__SELECTED TEXT__.
━━━━━━━━━━━━━━━━━━━━
With winter break behind us, I’ve had some time, weeks even, to ponder things… events, ideas, prayers. So far my year of no resolutions is going great thankyouforasking… and I have to tell you that my one resolution was to make the bed every day. And as of Day 22 of 2014, I’ve succeeded. 😉 It really makes me feel like I have control over the day so early on…

I’ve really been pondering and mulling over this idea of self-control. It’s a fruit of the Spirit, but it never really stood out to me before. I always thought that maybe things like love and patience and goodness were more important or something. But lately I’m beginning to think that self-control is the key to all of them, and it’s the key to a full life that can manifest Jesus’ love on earth.

And really, it’s not self-control. Lord knows I cannot, I repeat can NOT control myself at Orange Leaf with all those delicious flavors of fro-yo, let alone the toppings. It’s a crap shoot, guys. He also knows that sometimes I just can NOT control my tongue on Interstate 10. I mean, seriously. It’s just offensive. So in all truth in a slow process I’ve been letting my self-control become God-control.

Self-control is a good thing to learn how to cultivate, but if you’re anything like me, you learn things the hard way.

Story of my freaking LIFE.

I have spent most of my 27.75 (as of today actually…) years on this earth being anxious, controlling, worried, planning anything and everything, and that’s my own personal version of lack of self-control.

I have spent a good portion of that 27.75 years letting my emotions get the best of me only to feel regret or embarrassment later. I’m like Kristen Bell; “If I’m not between a 3 and 7 on the emotional scale, I’m crying.” Can I get a witness?

I spent a few years of my 27.75 overweight because of my lack of self-control with eating and concurrent lack of exercise.

I’ve spent a different good portion of my 27.75 years saying things that just seemed to roll off my tongue only to be begging for forgiveness later.

There’s no doubt that running has helped considerably with my self-control. It takes patience and determination to train for a race, to get up when that alarm rings so so soooo early, to reject that second (or third) cupcake in favor of being fueled properly.
━━━━━━━━━━━━━━━━━━━━
Entries drawn from a collection
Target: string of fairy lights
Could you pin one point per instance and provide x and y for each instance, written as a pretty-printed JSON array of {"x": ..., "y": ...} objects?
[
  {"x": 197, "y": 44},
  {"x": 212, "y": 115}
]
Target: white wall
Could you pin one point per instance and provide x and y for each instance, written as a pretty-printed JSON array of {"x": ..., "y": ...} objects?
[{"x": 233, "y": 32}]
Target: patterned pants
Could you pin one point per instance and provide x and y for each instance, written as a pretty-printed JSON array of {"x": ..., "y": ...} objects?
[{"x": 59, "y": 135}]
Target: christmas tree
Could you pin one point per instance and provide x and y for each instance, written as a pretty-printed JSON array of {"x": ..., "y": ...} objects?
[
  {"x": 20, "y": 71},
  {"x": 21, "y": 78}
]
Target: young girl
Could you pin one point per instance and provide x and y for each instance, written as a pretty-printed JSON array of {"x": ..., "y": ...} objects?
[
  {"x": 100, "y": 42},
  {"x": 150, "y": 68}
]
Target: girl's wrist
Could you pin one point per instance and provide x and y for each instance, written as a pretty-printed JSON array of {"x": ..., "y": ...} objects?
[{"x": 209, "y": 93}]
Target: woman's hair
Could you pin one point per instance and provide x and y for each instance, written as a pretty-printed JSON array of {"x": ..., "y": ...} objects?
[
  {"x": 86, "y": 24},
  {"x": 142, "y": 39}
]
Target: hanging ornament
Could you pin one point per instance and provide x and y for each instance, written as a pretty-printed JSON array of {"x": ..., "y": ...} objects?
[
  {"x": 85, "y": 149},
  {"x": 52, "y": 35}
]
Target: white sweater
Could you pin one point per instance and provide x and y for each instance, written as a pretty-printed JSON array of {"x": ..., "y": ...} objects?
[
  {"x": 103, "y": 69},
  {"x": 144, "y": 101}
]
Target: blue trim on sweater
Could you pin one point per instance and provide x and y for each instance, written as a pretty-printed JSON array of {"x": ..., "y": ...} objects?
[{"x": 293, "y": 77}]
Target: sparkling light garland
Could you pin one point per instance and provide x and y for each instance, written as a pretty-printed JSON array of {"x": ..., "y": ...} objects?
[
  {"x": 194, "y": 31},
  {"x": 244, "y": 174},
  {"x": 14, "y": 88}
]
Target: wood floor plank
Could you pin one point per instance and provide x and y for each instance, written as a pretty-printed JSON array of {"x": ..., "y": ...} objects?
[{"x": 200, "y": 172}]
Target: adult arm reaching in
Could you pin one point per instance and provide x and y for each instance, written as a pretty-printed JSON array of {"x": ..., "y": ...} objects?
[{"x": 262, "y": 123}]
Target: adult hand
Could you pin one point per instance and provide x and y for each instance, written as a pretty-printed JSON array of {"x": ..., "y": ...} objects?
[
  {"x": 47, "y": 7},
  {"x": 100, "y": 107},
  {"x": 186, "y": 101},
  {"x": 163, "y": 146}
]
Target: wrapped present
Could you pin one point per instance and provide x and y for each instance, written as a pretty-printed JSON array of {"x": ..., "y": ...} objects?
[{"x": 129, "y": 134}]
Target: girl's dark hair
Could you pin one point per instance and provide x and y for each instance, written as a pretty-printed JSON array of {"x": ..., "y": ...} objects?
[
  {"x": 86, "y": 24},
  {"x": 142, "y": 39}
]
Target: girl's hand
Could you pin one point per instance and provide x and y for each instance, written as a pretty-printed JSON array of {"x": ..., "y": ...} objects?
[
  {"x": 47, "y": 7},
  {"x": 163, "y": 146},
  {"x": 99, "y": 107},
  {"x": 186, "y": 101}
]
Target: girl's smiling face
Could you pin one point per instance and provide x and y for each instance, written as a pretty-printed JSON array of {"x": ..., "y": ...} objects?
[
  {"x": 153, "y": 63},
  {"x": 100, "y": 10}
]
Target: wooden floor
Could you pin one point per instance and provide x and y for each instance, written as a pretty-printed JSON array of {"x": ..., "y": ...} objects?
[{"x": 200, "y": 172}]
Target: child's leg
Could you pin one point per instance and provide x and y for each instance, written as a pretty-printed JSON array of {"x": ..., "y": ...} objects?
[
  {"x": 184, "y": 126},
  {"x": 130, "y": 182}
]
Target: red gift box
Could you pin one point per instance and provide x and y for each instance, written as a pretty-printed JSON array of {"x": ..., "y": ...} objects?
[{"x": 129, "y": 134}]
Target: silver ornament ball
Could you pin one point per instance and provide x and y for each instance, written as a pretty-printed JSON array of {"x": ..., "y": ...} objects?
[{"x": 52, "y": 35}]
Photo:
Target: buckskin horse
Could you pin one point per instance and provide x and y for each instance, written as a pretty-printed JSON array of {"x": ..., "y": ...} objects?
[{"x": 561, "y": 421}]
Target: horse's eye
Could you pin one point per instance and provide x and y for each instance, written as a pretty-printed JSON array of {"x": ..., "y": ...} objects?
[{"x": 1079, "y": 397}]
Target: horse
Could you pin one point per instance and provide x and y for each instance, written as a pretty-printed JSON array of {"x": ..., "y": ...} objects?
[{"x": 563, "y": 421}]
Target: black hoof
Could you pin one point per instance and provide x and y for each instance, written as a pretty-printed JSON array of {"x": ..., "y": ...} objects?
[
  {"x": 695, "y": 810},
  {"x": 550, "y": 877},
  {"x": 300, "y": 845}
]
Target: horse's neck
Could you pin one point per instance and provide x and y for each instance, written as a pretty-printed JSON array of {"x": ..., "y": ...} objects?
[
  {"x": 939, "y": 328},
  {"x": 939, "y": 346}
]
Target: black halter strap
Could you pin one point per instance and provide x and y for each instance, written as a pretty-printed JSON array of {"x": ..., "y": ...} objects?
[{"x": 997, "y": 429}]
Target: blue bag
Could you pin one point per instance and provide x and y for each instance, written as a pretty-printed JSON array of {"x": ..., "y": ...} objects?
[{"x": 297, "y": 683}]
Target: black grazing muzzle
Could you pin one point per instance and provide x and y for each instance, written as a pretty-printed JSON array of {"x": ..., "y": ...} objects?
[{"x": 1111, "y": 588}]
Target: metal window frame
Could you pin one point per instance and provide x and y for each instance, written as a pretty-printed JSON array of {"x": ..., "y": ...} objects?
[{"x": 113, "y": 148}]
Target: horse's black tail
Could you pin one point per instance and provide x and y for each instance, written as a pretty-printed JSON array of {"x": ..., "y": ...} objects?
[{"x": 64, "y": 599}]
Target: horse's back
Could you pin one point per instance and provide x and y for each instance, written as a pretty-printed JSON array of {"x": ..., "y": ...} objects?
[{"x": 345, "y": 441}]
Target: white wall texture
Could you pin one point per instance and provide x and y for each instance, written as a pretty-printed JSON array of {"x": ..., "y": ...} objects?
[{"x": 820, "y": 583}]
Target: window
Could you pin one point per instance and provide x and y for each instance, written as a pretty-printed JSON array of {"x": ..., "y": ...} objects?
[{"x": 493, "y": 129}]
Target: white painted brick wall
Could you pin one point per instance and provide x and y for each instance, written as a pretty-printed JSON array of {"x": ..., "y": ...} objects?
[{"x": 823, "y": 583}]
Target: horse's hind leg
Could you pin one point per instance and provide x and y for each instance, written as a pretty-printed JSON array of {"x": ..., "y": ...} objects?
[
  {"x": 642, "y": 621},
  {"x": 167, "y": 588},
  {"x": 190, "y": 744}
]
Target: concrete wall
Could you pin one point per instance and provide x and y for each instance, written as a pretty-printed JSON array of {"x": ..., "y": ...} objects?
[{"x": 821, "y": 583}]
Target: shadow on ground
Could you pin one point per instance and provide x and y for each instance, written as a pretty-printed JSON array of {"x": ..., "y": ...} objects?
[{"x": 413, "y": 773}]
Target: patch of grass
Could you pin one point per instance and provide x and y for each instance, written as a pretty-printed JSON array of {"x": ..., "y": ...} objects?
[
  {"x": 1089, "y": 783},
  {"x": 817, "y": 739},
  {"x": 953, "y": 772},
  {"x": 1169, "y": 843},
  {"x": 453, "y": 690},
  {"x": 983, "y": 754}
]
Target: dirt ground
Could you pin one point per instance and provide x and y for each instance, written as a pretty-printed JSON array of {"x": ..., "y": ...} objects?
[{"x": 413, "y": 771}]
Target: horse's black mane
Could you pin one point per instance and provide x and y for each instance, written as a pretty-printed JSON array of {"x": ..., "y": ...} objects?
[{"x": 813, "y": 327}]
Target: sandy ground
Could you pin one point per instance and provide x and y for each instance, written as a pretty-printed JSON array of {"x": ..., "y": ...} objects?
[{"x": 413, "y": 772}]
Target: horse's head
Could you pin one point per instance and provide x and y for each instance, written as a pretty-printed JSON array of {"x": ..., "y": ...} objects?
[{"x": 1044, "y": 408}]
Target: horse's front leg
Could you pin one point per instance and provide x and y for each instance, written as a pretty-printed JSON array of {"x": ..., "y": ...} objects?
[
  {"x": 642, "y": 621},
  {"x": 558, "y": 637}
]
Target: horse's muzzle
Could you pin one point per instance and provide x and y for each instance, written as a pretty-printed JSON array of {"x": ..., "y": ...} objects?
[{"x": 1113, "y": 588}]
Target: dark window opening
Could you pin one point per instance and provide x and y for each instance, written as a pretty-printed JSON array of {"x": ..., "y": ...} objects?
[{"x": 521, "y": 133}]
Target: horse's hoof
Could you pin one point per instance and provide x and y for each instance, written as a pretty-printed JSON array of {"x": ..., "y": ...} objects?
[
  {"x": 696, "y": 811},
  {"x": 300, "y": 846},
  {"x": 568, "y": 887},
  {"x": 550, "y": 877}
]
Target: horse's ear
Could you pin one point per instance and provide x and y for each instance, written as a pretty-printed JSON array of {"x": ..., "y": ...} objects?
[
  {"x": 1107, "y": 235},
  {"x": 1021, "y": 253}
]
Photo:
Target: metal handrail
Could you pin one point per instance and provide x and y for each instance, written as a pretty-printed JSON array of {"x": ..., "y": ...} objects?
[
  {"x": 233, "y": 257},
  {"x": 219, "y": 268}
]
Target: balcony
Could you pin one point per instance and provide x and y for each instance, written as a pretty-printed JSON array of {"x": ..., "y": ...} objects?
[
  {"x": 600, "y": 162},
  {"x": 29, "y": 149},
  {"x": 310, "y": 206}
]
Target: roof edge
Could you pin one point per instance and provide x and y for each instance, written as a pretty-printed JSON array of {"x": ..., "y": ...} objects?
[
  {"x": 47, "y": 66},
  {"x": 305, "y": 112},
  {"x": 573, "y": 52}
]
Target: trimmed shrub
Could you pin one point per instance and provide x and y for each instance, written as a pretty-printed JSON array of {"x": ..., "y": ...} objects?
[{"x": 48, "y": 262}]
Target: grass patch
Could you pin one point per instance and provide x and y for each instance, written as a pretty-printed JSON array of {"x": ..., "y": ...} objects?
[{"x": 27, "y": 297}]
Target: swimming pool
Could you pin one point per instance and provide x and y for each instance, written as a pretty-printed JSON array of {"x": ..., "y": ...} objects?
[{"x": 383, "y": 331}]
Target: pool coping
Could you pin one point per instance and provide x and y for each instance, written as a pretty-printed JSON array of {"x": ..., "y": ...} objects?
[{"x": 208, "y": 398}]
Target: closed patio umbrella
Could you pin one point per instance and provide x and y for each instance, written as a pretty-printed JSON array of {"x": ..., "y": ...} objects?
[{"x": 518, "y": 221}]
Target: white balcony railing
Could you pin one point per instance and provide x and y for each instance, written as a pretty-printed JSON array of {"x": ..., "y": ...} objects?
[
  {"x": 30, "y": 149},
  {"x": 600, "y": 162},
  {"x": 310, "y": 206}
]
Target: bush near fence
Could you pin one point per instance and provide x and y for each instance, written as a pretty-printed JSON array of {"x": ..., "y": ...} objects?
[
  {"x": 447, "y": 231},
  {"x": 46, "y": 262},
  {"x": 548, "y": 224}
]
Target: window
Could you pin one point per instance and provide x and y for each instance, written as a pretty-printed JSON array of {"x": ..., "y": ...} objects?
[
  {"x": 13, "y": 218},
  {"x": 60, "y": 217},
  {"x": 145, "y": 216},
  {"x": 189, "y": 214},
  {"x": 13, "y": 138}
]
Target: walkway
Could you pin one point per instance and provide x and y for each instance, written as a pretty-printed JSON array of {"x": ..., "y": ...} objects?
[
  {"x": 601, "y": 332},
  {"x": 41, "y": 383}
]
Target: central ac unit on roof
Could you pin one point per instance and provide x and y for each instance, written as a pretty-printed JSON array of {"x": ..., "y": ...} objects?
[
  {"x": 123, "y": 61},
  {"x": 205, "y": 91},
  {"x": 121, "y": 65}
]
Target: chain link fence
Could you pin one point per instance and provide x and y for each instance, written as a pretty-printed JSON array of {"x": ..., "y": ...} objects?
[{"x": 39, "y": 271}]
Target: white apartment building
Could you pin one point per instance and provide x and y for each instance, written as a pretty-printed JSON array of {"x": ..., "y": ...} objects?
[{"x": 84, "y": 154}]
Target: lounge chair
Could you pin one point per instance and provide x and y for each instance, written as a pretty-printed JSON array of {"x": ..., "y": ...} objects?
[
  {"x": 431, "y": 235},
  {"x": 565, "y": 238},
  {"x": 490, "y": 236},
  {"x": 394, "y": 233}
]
━━━━━━━━━━━━━━━━━━━━
__EXERCISES TO COMPLETE__.
• 1. Rewrite the post on self-control from "I have spent most" to "for forgiveness later.", replacing "embarrassment" with "shame".
• 2. In the post on self-control, what was the writer's one resolution for 2014?
• 3. Continue the post on self-control from where it stops.
You will not need any of these items.

__RESULTS__.
• 1.
I have spent most of my 27.75 (as of today actually…) years on this earth being anxious, controlling, worried, planning anything and everything, and that’s my own personal version of lack of self-control.

I have spent a good portion of that 27.75 years letting my emotions get the best of me only to feel regret or shame later. I’m like Kristen Bell; “If I’m not between a 3 and 7 on the emotional scale, I’m crying.” Can I get a witness?

I spent a few years of my 27.75 overweight because of my lack of self-control with eating and concurrent lack of exercise.

I’ve spent a different good portion of my 27.75 years saying things that just seemed to roll off my tongue only to be begging for forgiveness later.

• 2. To make the bed every day.

• 3.
The Army has also been a fantastic teacher of patience and self-control… and just life and marriage in general. Early on I’d let myself get all worked up about where we would move… looking up maps and races and interstates and houses to rent and jobs.. I bet you’re exhausted just reading that. I was exhausted, wrought with anxiety over many things I had no control of. I couldn’t even control my own actions or emotions and that quickly leads to a downward spiral which for me ends in depression. And that’s a dirty slimy pit. So dirty. And slimy. *gag*

The thing is, I asked to learn this particular fruit of the Spirit (ughhh silly me!), and I learned a few more fruits of the Spirit in tandem with self-control. And boy was I brought through situations where I was taught how to let go. I think for a Christ-follower to have self-control really speaks volumes of his or her sincerity of faith and growth in relationship with Jesus. With self-control you learn to control the following but Lord have mercy not limited to:

your reactions to things (ahem, crazy drivers on I-10 or Army ridiculousness),

your reactions to people (you know, that one person that just reallllllly gets under your skin),

your eating,

your working out,

your interactions with people at work,

your emotions when in a precarious situation (this I’m still working on),

your parenting (I have yet to encounter this),

your Internet usage (heh),

your Bible-reading,

your praying,

your relationship with your spouse (also working on this, I’m sure my husband is thankful).

If I let Jesus deal with these things and guide me throughout my days, that means that I trust Him 100%. When we start taking back control, we stop trusting. I want to trust 100%. Who wants to take their burdens back? I sure don’t. I wouldn’t wish my past anxiety or worry on anyone. ANYONE. I guess what I’m getting at is that all of this is connected as deep heart issues generally are.

Something I’ve been mulling over is that self-control leads to obedience. To be obedient means that you sometimes have to lay aside your plans, your worries, your anxieties, your wants, your desires, in order to pick up your cross and follow down the straight and narrow. It’s hard because we as humans think we gain something by staying in control. My friends, it’s quite the opposite. Believe me. Congratulations, you gain something alright; you gain back your burdens.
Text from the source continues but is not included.